● **Exercise directions**
Pull out every line of the listing below that contains the word "mountain".

Excerpts from labeled region data

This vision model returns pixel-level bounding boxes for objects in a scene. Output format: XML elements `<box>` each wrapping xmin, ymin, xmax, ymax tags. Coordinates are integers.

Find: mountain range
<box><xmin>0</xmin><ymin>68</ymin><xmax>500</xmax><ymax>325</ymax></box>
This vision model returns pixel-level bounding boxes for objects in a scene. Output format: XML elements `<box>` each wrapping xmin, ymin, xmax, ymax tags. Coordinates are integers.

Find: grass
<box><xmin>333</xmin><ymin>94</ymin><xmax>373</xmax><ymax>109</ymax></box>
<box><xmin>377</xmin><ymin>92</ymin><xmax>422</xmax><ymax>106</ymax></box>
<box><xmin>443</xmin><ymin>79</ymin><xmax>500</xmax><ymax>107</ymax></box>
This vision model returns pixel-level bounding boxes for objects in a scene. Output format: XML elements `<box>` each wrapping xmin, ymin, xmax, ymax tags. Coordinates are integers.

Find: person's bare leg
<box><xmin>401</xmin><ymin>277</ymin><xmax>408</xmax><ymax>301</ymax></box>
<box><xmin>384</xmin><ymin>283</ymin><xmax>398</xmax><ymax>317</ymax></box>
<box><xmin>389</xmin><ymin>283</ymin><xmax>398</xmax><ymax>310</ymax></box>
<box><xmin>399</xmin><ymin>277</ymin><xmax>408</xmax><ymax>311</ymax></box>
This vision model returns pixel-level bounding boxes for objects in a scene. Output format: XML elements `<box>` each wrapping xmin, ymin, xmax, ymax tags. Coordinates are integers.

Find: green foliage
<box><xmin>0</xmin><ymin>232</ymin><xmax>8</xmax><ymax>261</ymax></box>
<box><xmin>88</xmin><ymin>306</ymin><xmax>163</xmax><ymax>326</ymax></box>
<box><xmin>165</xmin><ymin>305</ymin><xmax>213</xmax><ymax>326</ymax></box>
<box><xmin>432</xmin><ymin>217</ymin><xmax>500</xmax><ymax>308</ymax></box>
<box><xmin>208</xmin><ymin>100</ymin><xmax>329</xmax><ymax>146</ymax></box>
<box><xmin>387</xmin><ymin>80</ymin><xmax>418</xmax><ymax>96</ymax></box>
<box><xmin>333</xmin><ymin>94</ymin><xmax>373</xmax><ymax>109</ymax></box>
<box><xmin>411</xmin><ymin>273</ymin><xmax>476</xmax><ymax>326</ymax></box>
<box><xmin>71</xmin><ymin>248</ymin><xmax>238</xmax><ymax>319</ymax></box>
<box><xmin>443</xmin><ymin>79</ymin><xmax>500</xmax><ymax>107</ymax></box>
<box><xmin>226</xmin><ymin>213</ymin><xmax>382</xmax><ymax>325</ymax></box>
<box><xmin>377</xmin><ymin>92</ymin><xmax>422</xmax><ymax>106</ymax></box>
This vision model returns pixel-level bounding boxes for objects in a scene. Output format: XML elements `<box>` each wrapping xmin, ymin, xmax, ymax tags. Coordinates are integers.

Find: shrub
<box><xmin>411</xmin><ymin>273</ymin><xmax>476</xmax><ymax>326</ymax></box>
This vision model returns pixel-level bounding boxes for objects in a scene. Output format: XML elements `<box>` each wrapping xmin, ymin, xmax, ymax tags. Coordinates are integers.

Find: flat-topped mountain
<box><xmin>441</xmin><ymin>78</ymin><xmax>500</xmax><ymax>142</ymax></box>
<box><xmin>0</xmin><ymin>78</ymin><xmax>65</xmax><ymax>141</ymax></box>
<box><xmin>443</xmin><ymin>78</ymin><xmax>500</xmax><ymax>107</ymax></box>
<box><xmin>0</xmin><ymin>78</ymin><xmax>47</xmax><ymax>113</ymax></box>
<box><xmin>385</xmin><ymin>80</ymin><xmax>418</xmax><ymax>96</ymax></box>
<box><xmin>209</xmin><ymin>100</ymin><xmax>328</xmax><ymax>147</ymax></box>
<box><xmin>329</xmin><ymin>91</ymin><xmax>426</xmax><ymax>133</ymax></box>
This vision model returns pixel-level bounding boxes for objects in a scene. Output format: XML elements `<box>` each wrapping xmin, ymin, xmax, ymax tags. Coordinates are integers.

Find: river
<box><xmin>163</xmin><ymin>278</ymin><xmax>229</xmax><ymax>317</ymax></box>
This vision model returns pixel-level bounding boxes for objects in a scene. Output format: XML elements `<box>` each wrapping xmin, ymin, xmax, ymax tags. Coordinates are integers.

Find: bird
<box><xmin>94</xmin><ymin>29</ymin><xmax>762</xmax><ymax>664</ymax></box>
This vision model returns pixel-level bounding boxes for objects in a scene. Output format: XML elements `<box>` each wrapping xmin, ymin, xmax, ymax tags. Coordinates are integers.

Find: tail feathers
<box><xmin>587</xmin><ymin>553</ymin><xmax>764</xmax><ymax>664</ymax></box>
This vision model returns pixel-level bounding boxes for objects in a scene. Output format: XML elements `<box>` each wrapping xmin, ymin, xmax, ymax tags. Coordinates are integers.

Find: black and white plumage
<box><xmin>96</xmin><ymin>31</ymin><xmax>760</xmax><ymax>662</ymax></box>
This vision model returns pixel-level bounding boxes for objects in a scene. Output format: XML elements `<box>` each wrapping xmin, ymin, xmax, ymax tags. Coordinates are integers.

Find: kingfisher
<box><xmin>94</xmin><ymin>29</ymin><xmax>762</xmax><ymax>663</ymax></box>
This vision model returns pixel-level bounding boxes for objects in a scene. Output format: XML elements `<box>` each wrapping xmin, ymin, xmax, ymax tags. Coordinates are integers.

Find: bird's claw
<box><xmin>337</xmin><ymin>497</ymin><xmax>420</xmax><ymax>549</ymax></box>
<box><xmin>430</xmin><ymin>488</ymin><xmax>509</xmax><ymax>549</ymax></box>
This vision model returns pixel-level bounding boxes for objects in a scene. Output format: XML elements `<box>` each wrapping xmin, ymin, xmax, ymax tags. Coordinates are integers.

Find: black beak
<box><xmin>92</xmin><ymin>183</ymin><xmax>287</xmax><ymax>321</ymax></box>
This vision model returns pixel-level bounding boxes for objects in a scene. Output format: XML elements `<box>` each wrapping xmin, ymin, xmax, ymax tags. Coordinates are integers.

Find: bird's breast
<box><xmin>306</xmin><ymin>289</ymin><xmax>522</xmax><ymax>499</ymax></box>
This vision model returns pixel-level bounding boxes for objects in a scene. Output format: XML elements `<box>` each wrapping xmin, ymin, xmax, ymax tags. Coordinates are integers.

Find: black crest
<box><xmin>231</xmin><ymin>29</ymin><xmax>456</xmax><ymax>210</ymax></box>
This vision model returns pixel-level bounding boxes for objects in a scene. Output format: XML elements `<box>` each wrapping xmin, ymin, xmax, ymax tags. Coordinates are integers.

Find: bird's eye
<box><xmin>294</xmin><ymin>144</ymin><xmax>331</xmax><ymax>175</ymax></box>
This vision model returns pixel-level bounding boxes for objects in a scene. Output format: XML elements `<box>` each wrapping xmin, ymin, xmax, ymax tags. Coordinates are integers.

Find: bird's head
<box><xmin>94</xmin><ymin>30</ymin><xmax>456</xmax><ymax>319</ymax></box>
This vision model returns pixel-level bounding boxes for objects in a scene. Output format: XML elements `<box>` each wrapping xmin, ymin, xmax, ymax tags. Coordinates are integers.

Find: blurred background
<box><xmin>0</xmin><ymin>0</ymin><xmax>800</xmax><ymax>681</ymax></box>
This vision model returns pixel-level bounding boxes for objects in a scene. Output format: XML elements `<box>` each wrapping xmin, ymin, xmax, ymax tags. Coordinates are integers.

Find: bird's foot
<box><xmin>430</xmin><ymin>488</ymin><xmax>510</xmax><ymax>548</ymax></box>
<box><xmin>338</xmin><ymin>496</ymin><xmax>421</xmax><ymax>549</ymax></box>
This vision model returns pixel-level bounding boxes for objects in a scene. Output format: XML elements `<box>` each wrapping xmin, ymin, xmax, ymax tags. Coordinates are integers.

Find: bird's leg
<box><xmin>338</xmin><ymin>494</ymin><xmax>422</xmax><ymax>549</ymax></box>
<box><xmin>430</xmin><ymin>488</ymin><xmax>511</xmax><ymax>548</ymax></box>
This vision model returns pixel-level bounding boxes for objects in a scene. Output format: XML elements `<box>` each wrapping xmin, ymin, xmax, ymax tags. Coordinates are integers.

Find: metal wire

● **Answer to this task**
Find: mountain range
Find: flat-topped mountain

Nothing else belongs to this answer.